Could you output each line below precisely as it stands, without the images?

═══ EXERCISE DATA ═══

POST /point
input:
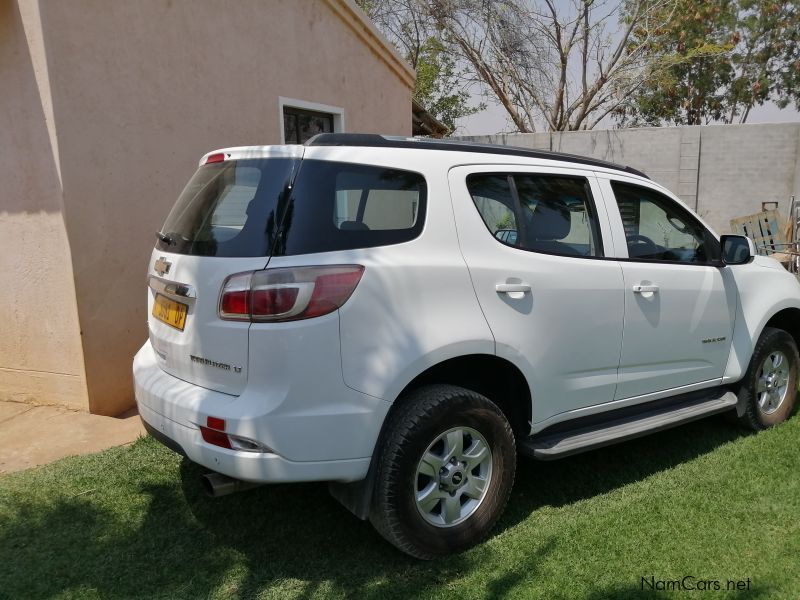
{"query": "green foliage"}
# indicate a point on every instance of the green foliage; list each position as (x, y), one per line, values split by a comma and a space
(440, 86)
(722, 58)
(437, 88)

═══

• [OUTPUT OF THE EXERCISE]
POST /point
input:
{"query": "green foliage"}
# indicate a point on every instance of the green foliage; list each position as (x, y), one per line, values split by a comma and a space
(440, 86)
(722, 58)
(437, 88)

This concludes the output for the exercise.